DATA UNDER STUDY
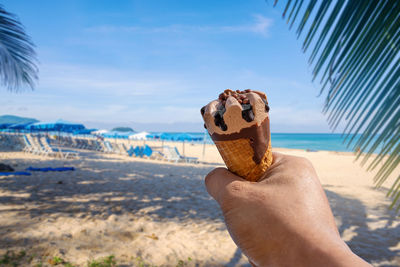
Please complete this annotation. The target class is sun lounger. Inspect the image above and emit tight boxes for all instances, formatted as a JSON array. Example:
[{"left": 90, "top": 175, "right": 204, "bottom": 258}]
[
  {"left": 173, "top": 147, "right": 198, "bottom": 163},
  {"left": 161, "top": 146, "right": 181, "bottom": 163},
  {"left": 102, "top": 141, "right": 114, "bottom": 153},
  {"left": 144, "top": 145, "right": 163, "bottom": 160},
  {"left": 85, "top": 139, "right": 103, "bottom": 151},
  {"left": 22, "top": 135, "right": 35, "bottom": 153},
  {"left": 88, "top": 139, "right": 103, "bottom": 151},
  {"left": 157, "top": 146, "right": 198, "bottom": 163},
  {"left": 0, "top": 134, "right": 23, "bottom": 151},
  {"left": 26, "top": 135, "right": 51, "bottom": 156},
  {"left": 40, "top": 137, "right": 79, "bottom": 159},
  {"left": 110, "top": 142, "right": 123, "bottom": 154},
  {"left": 117, "top": 143, "right": 128, "bottom": 155}
]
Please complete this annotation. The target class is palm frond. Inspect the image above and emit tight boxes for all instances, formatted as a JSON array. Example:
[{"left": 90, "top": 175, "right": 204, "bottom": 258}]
[
  {"left": 275, "top": 0, "right": 400, "bottom": 210},
  {"left": 0, "top": 5, "right": 38, "bottom": 91}
]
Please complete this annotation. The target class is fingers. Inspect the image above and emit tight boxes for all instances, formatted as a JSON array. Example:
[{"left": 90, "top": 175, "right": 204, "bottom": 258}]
[
  {"left": 271, "top": 151, "right": 284, "bottom": 164},
  {"left": 205, "top": 167, "right": 245, "bottom": 205},
  {"left": 257, "top": 152, "right": 285, "bottom": 182}
]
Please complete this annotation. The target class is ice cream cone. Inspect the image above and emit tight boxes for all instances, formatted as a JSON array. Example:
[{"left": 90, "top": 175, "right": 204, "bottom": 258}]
[
  {"left": 201, "top": 89, "right": 273, "bottom": 182},
  {"left": 214, "top": 138, "right": 272, "bottom": 182}
]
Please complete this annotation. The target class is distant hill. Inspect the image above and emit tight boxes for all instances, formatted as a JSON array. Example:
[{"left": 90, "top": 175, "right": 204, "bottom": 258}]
[
  {"left": 111, "top": 126, "right": 135, "bottom": 132},
  {"left": 0, "top": 115, "right": 39, "bottom": 124}
]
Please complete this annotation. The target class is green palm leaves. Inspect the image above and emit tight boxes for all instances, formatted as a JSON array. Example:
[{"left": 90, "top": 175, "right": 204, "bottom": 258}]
[
  {"left": 276, "top": 0, "right": 400, "bottom": 210},
  {"left": 0, "top": 5, "right": 38, "bottom": 91}
]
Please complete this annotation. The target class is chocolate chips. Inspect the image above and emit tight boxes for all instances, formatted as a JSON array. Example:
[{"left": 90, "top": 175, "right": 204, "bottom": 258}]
[
  {"left": 219, "top": 89, "right": 252, "bottom": 107},
  {"left": 241, "top": 104, "right": 255, "bottom": 122},
  {"left": 214, "top": 108, "right": 228, "bottom": 131},
  {"left": 210, "top": 89, "right": 269, "bottom": 130}
]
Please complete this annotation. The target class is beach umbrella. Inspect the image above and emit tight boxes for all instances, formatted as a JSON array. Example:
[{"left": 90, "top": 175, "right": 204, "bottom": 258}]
[
  {"left": 8, "top": 122, "right": 33, "bottom": 130},
  {"left": 28, "top": 119, "right": 85, "bottom": 133},
  {"left": 92, "top": 129, "right": 108, "bottom": 135},
  {"left": 102, "top": 131, "right": 131, "bottom": 139},
  {"left": 73, "top": 129, "right": 97, "bottom": 135},
  {"left": 7, "top": 122, "right": 34, "bottom": 133},
  {"left": 146, "top": 133, "right": 160, "bottom": 140},
  {"left": 160, "top": 133, "right": 174, "bottom": 141},
  {"left": 175, "top": 133, "right": 195, "bottom": 157},
  {"left": 129, "top": 131, "right": 149, "bottom": 140},
  {"left": 0, "top": 123, "right": 12, "bottom": 129},
  {"left": 175, "top": 133, "right": 194, "bottom": 142}
]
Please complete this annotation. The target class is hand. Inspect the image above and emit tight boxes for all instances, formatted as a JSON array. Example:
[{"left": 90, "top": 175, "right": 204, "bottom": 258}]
[{"left": 205, "top": 152, "right": 371, "bottom": 267}]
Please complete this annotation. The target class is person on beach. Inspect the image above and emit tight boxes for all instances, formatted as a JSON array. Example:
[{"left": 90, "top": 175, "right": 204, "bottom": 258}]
[{"left": 205, "top": 152, "right": 371, "bottom": 267}]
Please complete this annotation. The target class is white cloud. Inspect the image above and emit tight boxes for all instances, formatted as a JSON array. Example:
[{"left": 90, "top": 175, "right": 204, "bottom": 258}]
[
  {"left": 0, "top": 62, "right": 205, "bottom": 124},
  {"left": 85, "top": 14, "right": 273, "bottom": 36},
  {"left": 220, "top": 15, "right": 272, "bottom": 36},
  {"left": 37, "top": 63, "right": 190, "bottom": 97},
  {"left": 0, "top": 61, "right": 336, "bottom": 132},
  {"left": 251, "top": 15, "right": 273, "bottom": 35}
]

WHAT THE EXERCISE ASKS
Scan the records above and report how many lines include the word "palm", without any other text.

TASK RESPONSE
2